-- Testo fornito --
►

In conclusione, quindi, essendo stata proposta la domanda giudiziale senza il previo esperimento della mediazione, riguardando la causa una delle materie di cui all'art. 5, co. 1 – bis, D.lgs 28/2010, secondo il giudice va accolta l'eccezione di improcedibilità fatta valere dalla parte convenuta.
Contestualmente, però, il giudice formula una proposta ai sensi dell'art. 185 – bis c.p.c., prevedendo peraltro che, ove non pervengano ad una accordo conciliativo, le parti rendano esplicite le proprie ragioni, naturalmente con esclusivo riferimento alla proposta giudiziale.
Si tratta di un'opzione che si fonda, evidentemente, sull'assunto per cui la proposta giudiziale ex art. 185 – bis sia cumulabile con la mediazione indipendentemente dalla circostanza che quest'ultima sia delegata dal giudice, ai sensi del secondo comma dell'art 5 del D.lgs 28/2010, quindi in base ad una valutazione da parte del giudice circa la “mediabilità” della lite[2], ovvero che essa sia disposta dal giudice in conseguenza del fatto che le parti, tenute ad esperirla ex lege, in effetti abbiano omesso di operare in tal senso, rendendo la domanda improcedibile.

◄

-- Consegna --
Riproduci senza alcuna modifica il passo del testo sulla mediazione che si apre con le parole contenenti "Contestualmente, però, il" e si chiude con "la domanda improcedibile.". Basati esclusivamente sul testo sulla mediazione.

-- Voci elencate --
►

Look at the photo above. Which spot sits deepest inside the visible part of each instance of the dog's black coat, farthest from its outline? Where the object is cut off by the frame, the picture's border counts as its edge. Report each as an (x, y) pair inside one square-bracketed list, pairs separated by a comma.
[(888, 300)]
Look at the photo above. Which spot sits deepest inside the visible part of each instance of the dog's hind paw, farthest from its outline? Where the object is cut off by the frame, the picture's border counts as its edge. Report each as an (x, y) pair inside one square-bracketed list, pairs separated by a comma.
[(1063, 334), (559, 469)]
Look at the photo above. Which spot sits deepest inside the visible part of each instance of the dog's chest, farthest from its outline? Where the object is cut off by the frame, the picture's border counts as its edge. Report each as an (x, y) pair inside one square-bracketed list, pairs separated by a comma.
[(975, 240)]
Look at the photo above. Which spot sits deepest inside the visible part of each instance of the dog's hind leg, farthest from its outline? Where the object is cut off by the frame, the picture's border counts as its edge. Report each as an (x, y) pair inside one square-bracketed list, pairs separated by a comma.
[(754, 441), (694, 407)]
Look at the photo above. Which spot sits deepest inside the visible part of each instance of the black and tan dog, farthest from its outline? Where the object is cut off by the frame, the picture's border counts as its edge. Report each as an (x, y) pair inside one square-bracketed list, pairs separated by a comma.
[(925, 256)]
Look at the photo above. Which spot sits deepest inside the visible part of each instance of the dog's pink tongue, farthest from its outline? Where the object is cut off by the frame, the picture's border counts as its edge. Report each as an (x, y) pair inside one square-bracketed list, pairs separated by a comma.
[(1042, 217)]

◄
►

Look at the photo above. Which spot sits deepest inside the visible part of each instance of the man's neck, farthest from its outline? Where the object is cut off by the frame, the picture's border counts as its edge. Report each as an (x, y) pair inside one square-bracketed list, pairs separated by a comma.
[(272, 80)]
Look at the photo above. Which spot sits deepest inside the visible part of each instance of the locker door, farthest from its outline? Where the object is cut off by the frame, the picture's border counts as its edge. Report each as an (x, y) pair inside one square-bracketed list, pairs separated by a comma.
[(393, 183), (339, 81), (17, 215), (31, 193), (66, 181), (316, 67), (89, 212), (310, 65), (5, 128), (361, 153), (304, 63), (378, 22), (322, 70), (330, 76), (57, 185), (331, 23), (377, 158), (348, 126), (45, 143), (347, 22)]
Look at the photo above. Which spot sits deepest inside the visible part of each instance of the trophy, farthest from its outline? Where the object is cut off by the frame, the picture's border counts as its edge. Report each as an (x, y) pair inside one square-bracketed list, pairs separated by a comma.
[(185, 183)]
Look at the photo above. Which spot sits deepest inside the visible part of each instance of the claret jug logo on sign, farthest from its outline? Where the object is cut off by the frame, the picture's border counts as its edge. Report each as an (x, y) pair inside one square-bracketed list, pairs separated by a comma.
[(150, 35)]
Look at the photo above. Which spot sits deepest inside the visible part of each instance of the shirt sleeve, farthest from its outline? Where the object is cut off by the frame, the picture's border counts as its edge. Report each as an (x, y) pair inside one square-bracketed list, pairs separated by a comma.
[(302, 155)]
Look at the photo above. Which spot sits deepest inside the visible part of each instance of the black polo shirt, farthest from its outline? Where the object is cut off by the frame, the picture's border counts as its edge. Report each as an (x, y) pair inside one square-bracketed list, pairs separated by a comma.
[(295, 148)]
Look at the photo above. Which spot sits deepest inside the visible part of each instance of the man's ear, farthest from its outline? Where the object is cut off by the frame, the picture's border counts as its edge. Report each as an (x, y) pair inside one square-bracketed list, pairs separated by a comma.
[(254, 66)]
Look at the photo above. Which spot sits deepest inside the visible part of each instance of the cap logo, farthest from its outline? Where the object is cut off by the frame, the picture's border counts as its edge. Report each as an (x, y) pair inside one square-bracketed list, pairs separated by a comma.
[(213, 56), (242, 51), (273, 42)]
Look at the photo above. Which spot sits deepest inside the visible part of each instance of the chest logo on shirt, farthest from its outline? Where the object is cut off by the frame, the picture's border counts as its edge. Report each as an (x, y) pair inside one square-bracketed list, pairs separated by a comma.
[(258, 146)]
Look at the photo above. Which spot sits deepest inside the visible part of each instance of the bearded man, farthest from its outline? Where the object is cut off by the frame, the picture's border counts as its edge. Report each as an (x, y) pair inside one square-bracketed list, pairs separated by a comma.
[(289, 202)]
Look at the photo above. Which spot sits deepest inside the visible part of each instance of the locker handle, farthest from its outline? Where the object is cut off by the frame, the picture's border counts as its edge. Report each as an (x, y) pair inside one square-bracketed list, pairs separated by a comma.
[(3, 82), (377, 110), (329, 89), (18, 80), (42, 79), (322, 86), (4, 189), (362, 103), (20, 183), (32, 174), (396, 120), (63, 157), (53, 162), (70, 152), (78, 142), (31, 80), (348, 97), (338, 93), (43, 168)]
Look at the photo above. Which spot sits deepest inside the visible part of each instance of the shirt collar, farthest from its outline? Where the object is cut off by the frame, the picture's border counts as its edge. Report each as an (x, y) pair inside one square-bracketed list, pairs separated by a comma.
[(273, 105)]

◄

-- Soluzione --
Contestualmente, però, il giudice formula una proposta ai sensi dell'art. 185 – bis c.p.c., prevedendo peraltro che, ove non pervengano ad una accordo conciliativo, le parti rendano esplicite le proprie ragioni, naturalmente con esclusivo riferimento alla proposta giudiziale.
Si tratta di un'opzione che si fonda, evidentemente, sull'assunto per cui la proposta giudiziale ex art. 185 – bis sia cumulabile con la mediazione indipendentemente dalla circostanza che quest'ultima sia delegata dal giudice, ai sensi del secondo comma dell'art 5 del D.lgs 28/2010, quindi in base ad una valutazione da parte del giudice circa la “mediabilità” della lite[2], ovvero che essa sia disposta dal giudice in conseguenza del fatto che le parti, tenute ad esperirla ex lege, in effetti abbiano omesso di operare in tal senso, rendendo la domanda improcedibile.